» EXTRACTED TEXT:
▬▬▬▬▬▬▬▬▬▬

I’m glad this has all been cleared up.
Is the qt4 interface for VLC on the mac so horrible that they are better off starting over from scratch?
They’re doing what programmers like doing best. Create their own product.
http://www.joelonsoftware.com/articles/fog0000000069.html
That’s not necessarily a criticism, after all, open source development is supposed to be fun, but I really don’t think it’s the best for the project as a whole. However, in the end he who codes decides, so unless someone steps up to make sure the Qt interface plays nice on OSX, it won’t happen. I’ll check it out since I develop Qt stuff on Mac as well, but I suspect it will take more time than I have.
That article of Joel’s is often quoted, and indeed is probably accurate for most projects. But consider it’s central example – the abandonment of the old Netscape code in favour of what eventually became Firefox.
In hindsight, I think it’s pretty safe to say that keeping with the old code would never have led to anything like the modern Firefox. And without Firefox kick-starting competition between browsers, I don’t see that we’d have ended up with anything like the modern Web – we might, god forbid, be stuck with IE6 as the pinnacle of browser design…
I disagree. If they had refactored and replaced components in a controlled and orderly fashion instead of saying “Hey, let’s throw out most of the existing codebase and start from scratch!” they would have had a usable and markettable product throughout the entire cycle rather than a slow and buggy product, not ready for prime time (but with perpetual “awesome nightlies!”), and wouldn’t have had to claw their way back up from 1% market share or wherever the old Mozilla ended up. And arguably, they could have gotten to the current technical state of FF as fast, or possibly faster than they did. And likely with a higher current marked share than the badly trailing second place that they have managed world wide at this time. That IE’s continued huge lead and Firefox’s 25% or whatever is so often considered a ‘victory’ says more about the abysmal state of competition that we all just got used to than about the current state of competition.
Edited 2009-12-18 00:37 UTC
I find this to be a gross mis-characterization of what things were really like. I’ve been using Firefox since it was Phoenix and started somewhere around the .5 series. Back then I was still on Windows and up till then was (of course) an IE 6 user. Was Phoenix perfect back then? No. Did it have some bugs? Yes. But it was easily a better browsing experience than IE 6, even in that state. I give big time props to the devs for getting things working so well so quickly.
Eh? I suspect he wasn’t talking about Firefox – but rather the Mozilla suite (AKA SeaMonkey).
Well, that’s nice, but totally irrelevant. Netscape released their code as OSS back in early 1998. The grossly overconfident (OSS development takes place at Internet speeds!) Mozilla guys essentially decided to throw out most of the mature code and start from scratch, keeping gecko, the new renderer still under development by Netscape and not ready for prime time. Meanwhile, we got year after year of Netscape 4.x while Mozilla was unusable. Years passed… and still no product. Market share, already in decline, started dropping like a rock. In desperation, Netscape 6 was released, based upon Mozilla, and flopped badly because the new ‘start from scratch’ codebase was still not ready. Milestone after milestone went by. Finally, the browser shaped up into something that was usable. But very few people outside of the Linux and *BSD communities cared by that time. Mozilla, now with a browser that someone might want to use, had completely lost momentum and name recognition with the general public by then.

▬▬▬▬▬▬▬▬▬▬

» ENTRIES PROVIDED:
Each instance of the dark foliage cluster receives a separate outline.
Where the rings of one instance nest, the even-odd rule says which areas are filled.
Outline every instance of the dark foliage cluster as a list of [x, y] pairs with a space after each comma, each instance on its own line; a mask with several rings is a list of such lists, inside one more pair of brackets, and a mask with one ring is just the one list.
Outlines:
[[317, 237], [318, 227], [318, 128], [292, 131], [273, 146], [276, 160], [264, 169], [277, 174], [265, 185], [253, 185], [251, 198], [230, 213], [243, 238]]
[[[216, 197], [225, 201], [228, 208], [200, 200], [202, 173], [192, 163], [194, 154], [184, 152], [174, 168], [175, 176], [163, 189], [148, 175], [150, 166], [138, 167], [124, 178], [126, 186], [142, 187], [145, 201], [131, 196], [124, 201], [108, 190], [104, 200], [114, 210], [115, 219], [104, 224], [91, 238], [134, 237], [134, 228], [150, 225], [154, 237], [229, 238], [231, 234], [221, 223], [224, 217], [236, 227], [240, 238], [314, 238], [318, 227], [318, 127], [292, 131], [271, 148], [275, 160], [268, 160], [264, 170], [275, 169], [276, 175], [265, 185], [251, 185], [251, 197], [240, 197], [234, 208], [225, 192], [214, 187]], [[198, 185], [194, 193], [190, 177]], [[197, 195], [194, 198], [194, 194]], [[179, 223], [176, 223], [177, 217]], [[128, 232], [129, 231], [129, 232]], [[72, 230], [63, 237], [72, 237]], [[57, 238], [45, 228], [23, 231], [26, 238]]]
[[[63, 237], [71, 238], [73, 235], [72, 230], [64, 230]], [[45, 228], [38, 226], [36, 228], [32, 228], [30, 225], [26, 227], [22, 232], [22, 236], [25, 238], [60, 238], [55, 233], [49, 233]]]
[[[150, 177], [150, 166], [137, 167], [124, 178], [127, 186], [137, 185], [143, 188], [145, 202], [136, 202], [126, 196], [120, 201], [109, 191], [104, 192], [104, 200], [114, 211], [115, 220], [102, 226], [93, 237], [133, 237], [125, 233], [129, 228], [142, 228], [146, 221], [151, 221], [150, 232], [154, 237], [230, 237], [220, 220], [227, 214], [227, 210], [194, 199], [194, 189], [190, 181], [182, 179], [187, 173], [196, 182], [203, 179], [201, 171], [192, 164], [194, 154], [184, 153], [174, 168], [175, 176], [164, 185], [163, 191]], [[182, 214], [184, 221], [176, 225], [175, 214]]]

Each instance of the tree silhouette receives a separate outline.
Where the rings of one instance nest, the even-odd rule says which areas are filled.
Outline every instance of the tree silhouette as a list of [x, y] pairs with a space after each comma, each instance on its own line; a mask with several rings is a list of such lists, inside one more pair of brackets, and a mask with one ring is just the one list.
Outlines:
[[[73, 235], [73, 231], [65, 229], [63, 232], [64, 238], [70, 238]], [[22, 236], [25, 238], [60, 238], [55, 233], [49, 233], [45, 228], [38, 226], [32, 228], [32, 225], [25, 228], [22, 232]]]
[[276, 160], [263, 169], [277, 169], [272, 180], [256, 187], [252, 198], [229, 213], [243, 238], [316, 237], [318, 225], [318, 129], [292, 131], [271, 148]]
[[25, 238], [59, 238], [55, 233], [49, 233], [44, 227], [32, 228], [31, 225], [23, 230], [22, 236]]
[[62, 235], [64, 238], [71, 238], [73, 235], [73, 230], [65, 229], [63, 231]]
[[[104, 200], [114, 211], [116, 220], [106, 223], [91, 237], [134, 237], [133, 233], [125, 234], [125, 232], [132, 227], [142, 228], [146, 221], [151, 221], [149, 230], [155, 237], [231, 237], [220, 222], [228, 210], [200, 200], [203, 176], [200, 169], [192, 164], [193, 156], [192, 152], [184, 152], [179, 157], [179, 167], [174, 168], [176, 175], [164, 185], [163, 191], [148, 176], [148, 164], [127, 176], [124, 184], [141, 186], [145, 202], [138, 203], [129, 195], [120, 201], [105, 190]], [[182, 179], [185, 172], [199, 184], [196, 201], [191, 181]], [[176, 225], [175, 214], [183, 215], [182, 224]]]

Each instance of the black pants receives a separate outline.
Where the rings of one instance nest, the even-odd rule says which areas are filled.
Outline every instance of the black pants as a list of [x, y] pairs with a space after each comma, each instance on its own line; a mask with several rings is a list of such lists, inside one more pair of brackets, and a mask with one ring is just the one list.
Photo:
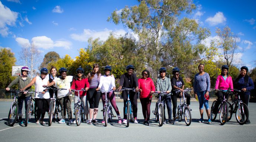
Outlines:
[[[130, 91], [129, 92], [129, 98], [130, 101], [132, 105], [132, 110], [133, 111], [133, 117], [135, 118], [137, 117], [137, 111], [138, 111], [137, 101], [137, 93]], [[123, 99], [124, 99], [124, 119], [127, 119], [127, 116], [125, 115], [125, 105], [126, 101], [127, 101], [127, 96], [126, 93], [122, 94]], [[129, 110], [129, 108], [127, 109]]]

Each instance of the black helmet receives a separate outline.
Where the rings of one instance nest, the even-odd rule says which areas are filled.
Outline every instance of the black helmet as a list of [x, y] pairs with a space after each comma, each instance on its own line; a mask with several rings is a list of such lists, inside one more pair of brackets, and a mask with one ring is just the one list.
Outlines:
[[166, 72], [166, 68], [164, 67], [162, 67], [160, 68], [158, 71], [159, 71], [160, 72], [161, 71], [164, 71]]
[[85, 71], [84, 70], [83, 70], [83, 69], [82, 68], [78, 68], [76, 69], [76, 71], [77, 72], [78, 71], [82, 71], [83, 73]]
[[178, 72], [179, 71], [180, 71], [180, 69], [179, 69], [179, 68], [177, 68], [177, 67], [175, 67], [173, 69], [172, 71], [173, 73]]
[[110, 66], [108, 65], [104, 68], [104, 71], [105, 71], [106, 70], [110, 70], [110, 71], [111, 71], [111, 70], [112, 70], [112, 68], [111, 68]]
[[48, 74], [48, 70], [46, 68], [42, 68], [40, 70], [40, 72], [41, 72], [41, 74], [42, 73], [46, 73], [46, 74]]
[[128, 71], [129, 70], [129, 69], [131, 68], [132, 70], [134, 70], [135, 68], [134, 68], [134, 67], [133, 66], [133, 65], [128, 65], [127, 66], [126, 66], [126, 70]]
[[226, 69], [227, 70], [227, 71], [229, 71], [229, 66], [227, 66], [227, 65], [223, 65], [221, 66], [221, 71], [223, 69], [226, 68]]
[[63, 68], [62, 67], [60, 68], [59, 70], [59, 73], [61, 73], [62, 72], [67, 72], [67, 69], [66, 69], [65, 68]]
[[246, 70], [246, 74], [247, 73], [247, 72], [248, 72], [248, 68], [246, 66], [243, 66], [241, 67], [241, 68], [240, 69], [241, 70], [242, 70], [242, 69], [244, 69]]

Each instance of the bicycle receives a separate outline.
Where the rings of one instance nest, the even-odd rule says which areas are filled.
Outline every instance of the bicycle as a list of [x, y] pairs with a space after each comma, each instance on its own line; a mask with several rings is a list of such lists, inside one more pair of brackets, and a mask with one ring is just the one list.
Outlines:
[[[134, 119], [133, 117], [133, 112], [132, 110], [132, 106], [131, 104], [131, 101], [130, 101], [130, 91], [132, 90], [134, 92], [135, 92], [135, 89], [134, 88], [123, 88], [122, 89], [119, 90], [119, 91], [125, 91], [128, 92], [127, 94], [127, 101], [125, 103], [125, 114], [127, 116], [127, 127], [129, 127], [129, 119], [130, 117], [131, 118], [131, 121], [132, 122], [134, 122]], [[128, 110], [127, 108], [129, 109]]]
[[158, 98], [157, 101], [155, 103], [155, 110], [152, 111], [152, 113], [155, 115], [156, 122], [158, 122], [159, 126], [161, 127], [164, 124], [164, 105], [163, 103], [162, 98], [167, 97], [168, 94], [166, 91], [161, 91], [158, 93], [158, 92], [155, 92], [154, 94], [157, 94], [158, 95], [155, 96]]
[[76, 90], [75, 89], [72, 89], [71, 91], [73, 92], [75, 91], [77, 91], [78, 92], [78, 104], [74, 108], [75, 109], [75, 119], [76, 120], [76, 125], [78, 126], [80, 125], [81, 121], [83, 122], [83, 119], [85, 117], [85, 113], [84, 113], [83, 110], [83, 102], [82, 101], [80, 98], [79, 92], [80, 91], [85, 91], [85, 89], [83, 88], [81, 88], [80, 90]]
[[231, 89], [234, 90], [233, 92], [229, 91], [231, 94], [231, 98], [233, 98], [233, 95], [234, 95], [235, 99], [234, 100], [232, 99], [232, 104], [231, 105], [230, 110], [229, 112], [230, 119], [233, 114], [235, 113], [236, 119], [237, 122], [240, 125], [243, 125], [247, 122], [249, 118], [249, 108], [247, 105], [243, 102], [241, 99], [239, 93], [242, 92], [242, 91], [234, 89]]
[[[192, 118], [191, 117], [190, 109], [188, 108], [186, 103], [186, 98], [185, 97], [184, 94], [185, 92], [190, 91], [191, 90], [192, 90], [192, 89], [188, 89], [188, 88], [183, 90], [183, 99], [181, 96], [180, 97], [180, 104], [179, 105], [177, 108], [178, 112], [176, 116], [176, 119], [178, 120], [179, 122], [181, 122], [182, 121], [182, 115], [183, 115], [184, 117], [185, 122], [186, 123], [187, 126], [189, 126], [191, 124]], [[177, 90], [176, 91], [176, 93], [179, 92], [180, 92], [180, 90]]]
[[[49, 87], [45, 87], [45, 88], [48, 89], [52, 89], [53, 90], [54, 92], [58, 90], [66, 90], [67, 89], [65, 88], [53, 88]], [[48, 125], [49, 126], [50, 126], [52, 125], [52, 119], [53, 116], [55, 116], [55, 115], [57, 116], [57, 121], [59, 121], [60, 119], [62, 118], [62, 116], [61, 116], [61, 110], [59, 109], [59, 104], [56, 103], [56, 99], [57, 97], [55, 96], [55, 93], [53, 93], [53, 98], [50, 98], [50, 105], [49, 108], [49, 122], [48, 123]]]
[[[221, 91], [224, 93], [226, 93], [227, 92], [224, 90], [219, 89], [219, 91]], [[220, 114], [220, 124], [223, 125], [227, 122], [227, 121], [228, 114], [229, 113], [228, 103], [226, 101], [227, 99], [225, 98], [225, 95], [223, 95], [223, 100], [220, 105], [218, 110], [216, 112], [214, 112], [214, 108], [217, 101], [215, 100], [213, 102], [211, 107], [211, 119], [212, 121], [214, 121], [216, 119], [218, 114]]]
[[108, 95], [108, 92], [109, 93], [112, 91], [113, 91], [111, 89], [104, 91], [101, 90], [101, 92], [102, 94], [104, 93], [105, 95], [105, 100], [104, 100], [105, 102], [105, 103], [104, 105], [103, 109], [101, 111], [104, 112], [103, 115], [104, 115], [104, 120], [105, 121], [105, 127], [108, 125], [108, 120], [109, 120], [110, 122], [112, 122], [112, 117], [115, 117], [115, 116], [114, 115], [113, 112], [112, 111], [112, 107], [111, 105], [109, 104]]

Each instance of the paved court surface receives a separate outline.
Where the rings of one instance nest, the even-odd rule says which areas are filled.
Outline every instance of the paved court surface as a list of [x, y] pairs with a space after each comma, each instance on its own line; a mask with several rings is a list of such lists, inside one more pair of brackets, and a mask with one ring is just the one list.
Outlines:
[[[209, 102], [211, 105], [212, 102]], [[249, 104], [250, 124], [239, 125], [234, 115], [230, 121], [223, 126], [220, 124], [219, 115], [216, 121], [211, 124], [198, 123], [200, 118], [199, 104], [198, 102], [192, 101], [190, 107], [193, 109], [193, 119], [190, 126], [186, 126], [183, 120], [174, 125], [166, 124], [159, 127], [158, 124], [155, 122], [154, 115], [152, 112], [150, 126], [142, 124], [143, 116], [141, 106], [140, 103], [138, 102], [138, 118], [140, 123], [130, 124], [128, 128], [124, 125], [118, 124], [117, 118], [114, 118], [114, 122], [109, 124], [106, 127], [101, 124], [88, 125], [83, 123], [78, 126], [75, 125], [58, 123], [52, 124], [51, 126], [49, 126], [47, 124], [43, 125], [36, 124], [34, 119], [27, 127], [20, 125], [18, 123], [10, 127], [7, 125], [7, 117], [11, 103], [9, 101], [0, 101], [1, 142], [256, 141], [255, 103]], [[73, 106], [73, 103], [72, 104]], [[122, 114], [123, 105], [122, 102], [117, 103]], [[155, 106], [155, 102], [152, 102], [151, 111]], [[23, 113], [24, 108], [23, 106]], [[99, 109], [102, 109], [101, 105]], [[207, 117], [205, 111], [204, 112], [206, 122]], [[47, 114], [45, 117], [45, 120], [47, 121]], [[101, 121], [102, 117], [102, 112], [100, 112], [97, 117], [98, 120]], [[24, 115], [23, 118], [24, 118]]]

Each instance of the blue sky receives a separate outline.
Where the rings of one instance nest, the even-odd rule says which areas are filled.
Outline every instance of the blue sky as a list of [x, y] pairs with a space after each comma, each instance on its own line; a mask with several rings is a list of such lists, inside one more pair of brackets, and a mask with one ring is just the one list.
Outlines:
[[[197, 9], [187, 16], [210, 30], [202, 43], [217, 39], [216, 27], [227, 26], [240, 41], [236, 59], [250, 68], [256, 60], [256, 2], [254, 0], [197, 0]], [[0, 47], [9, 48], [17, 59], [21, 47], [36, 43], [45, 54], [55, 51], [60, 57], [78, 55], [90, 37], [105, 40], [132, 31], [106, 21], [115, 10], [138, 4], [137, 0], [0, 0]], [[64, 50], [63, 50], [64, 49]]]

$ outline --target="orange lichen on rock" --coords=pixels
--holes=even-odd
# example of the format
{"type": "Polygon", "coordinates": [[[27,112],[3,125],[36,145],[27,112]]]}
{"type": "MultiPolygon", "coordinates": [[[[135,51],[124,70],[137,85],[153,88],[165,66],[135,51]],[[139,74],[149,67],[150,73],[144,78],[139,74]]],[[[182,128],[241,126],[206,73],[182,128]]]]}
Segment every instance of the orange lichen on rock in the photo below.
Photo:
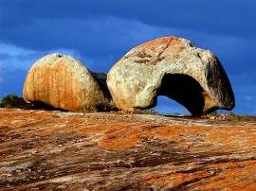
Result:
{"type": "Polygon", "coordinates": [[[0,190],[255,190],[256,124],[0,109],[0,190]]]}

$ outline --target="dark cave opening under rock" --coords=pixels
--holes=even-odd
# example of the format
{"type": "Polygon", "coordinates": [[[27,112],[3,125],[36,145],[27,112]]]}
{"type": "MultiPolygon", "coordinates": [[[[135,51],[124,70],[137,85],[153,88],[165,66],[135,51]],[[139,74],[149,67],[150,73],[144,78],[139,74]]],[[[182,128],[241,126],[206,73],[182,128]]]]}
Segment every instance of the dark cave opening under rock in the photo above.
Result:
{"type": "Polygon", "coordinates": [[[183,74],[166,74],[157,89],[156,96],[165,96],[184,106],[193,115],[203,113],[205,92],[193,78],[183,74]]]}

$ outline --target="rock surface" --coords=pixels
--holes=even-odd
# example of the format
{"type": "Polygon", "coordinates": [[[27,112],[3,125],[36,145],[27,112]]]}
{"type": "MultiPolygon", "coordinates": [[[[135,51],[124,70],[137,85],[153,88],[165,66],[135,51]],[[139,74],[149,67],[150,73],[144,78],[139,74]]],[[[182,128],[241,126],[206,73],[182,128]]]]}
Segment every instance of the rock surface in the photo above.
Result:
{"type": "Polygon", "coordinates": [[[231,110],[234,95],[218,59],[190,41],[164,37],[130,50],[110,70],[107,85],[115,105],[137,112],[166,96],[201,115],[231,110]]]}
{"type": "Polygon", "coordinates": [[[33,64],[23,95],[27,102],[43,102],[67,111],[110,108],[113,103],[104,83],[79,61],[55,53],[33,64]]]}
{"type": "Polygon", "coordinates": [[[0,190],[255,190],[256,123],[0,109],[0,190]]]}

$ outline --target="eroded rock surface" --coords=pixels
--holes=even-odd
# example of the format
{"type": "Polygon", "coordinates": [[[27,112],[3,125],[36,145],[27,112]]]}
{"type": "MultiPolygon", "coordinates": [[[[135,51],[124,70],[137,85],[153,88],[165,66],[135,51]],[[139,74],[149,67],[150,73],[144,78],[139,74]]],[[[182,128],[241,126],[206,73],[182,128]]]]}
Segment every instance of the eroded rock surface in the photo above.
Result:
{"type": "Polygon", "coordinates": [[[255,190],[256,123],[0,109],[0,190],[255,190]]]}
{"type": "Polygon", "coordinates": [[[166,96],[201,115],[231,110],[234,95],[218,59],[190,41],[165,37],[130,50],[110,70],[107,85],[115,105],[137,112],[166,96]]]}
{"type": "Polygon", "coordinates": [[[110,108],[113,103],[105,81],[97,77],[70,56],[47,55],[29,70],[24,98],[67,111],[110,108]]]}

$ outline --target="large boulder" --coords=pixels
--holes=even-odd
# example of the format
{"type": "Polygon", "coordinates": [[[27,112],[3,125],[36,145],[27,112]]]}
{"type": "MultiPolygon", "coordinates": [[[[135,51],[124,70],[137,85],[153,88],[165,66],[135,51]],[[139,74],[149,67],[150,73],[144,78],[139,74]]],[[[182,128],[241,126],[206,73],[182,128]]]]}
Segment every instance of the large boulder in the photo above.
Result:
{"type": "Polygon", "coordinates": [[[157,96],[177,101],[194,115],[234,107],[218,59],[182,38],[159,38],[133,48],[112,67],[107,85],[115,105],[126,112],[155,107],[157,96]]]}
{"type": "MultiPolygon", "coordinates": [[[[101,74],[101,76],[103,76],[101,74]]],[[[50,54],[36,61],[23,89],[27,102],[76,112],[113,106],[103,78],[97,78],[70,56],[50,54]]]]}

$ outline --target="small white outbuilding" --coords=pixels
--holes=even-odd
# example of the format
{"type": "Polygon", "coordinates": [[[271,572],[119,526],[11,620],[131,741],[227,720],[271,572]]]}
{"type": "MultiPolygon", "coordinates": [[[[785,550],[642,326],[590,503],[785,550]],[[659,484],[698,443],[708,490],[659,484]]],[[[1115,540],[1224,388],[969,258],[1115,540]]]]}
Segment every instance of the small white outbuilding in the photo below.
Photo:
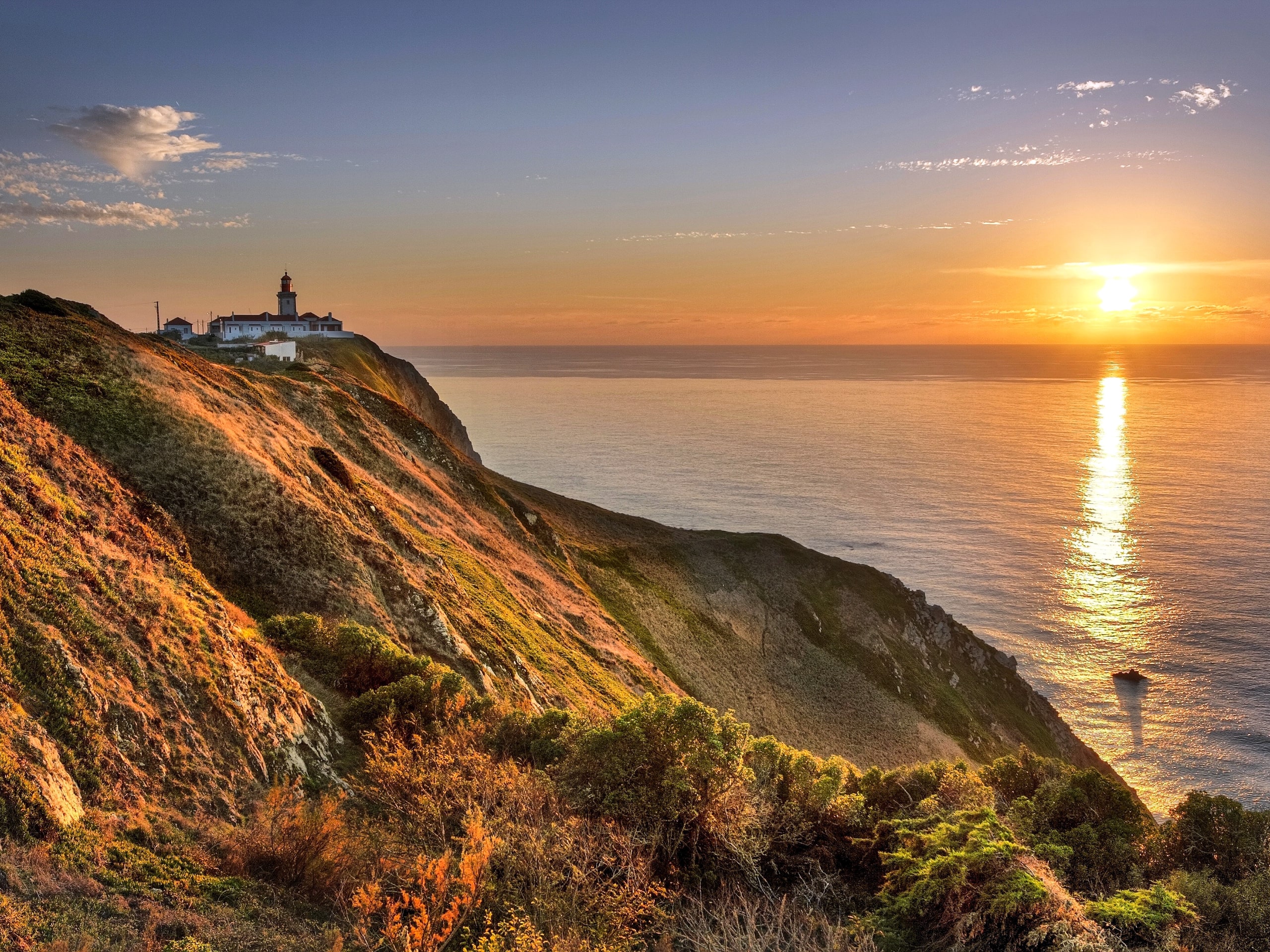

▬▬▬▬▬▬▬▬▬▬

» TASKS FOR THIS EXERCISE:
• A. In the browser discussion, when did Netscape release its code as open source?
• B. Translate this sentence from the browser discussion into Spanish: "In desperation, Netscape 6 was released, based upon Mozilla, and flopped badly because the new ‘start from scratch’ codebase was still not ready."
• C. Reproduce the browser discussion from "Is the qt4 interface" up to and including "eventually became Firefox.".

» RESULTS FOR EACH TASK:
• A. Early 1998.

• B. En su desesperación, se lanzó Netscape 6, basado en Mozilla, y fracasó estrepitosamente porque la nueva base de código "empezada desde cero" todavía no estaba lista.

• C.
Is the qt4 interface for VLC on the mac so horrible that they are better off starting over from scratch?
They’re doing what programmers like doing best. Create their own product.
http://www.joelonsoftware.com/articles/fog0000000069.html
That’s not necessarily a criticism, after all, open source development is supposed to be fun, but I really don’t think it’s the best for the project as a whole. However, in the end he who codes decides, so unless someone steps up to make sure the Qt interface plays nice on OSX, it won’t happen. I’ll check it out since I develop Qt stuff on Mac as well, but I suspect it will take more time than I have.
That article of Joel’s is often quoted, and indeed is probably accurate for most projects. But consider it’s central example – the abandonment of the old Netscape code in favour of what eventually became Firefox.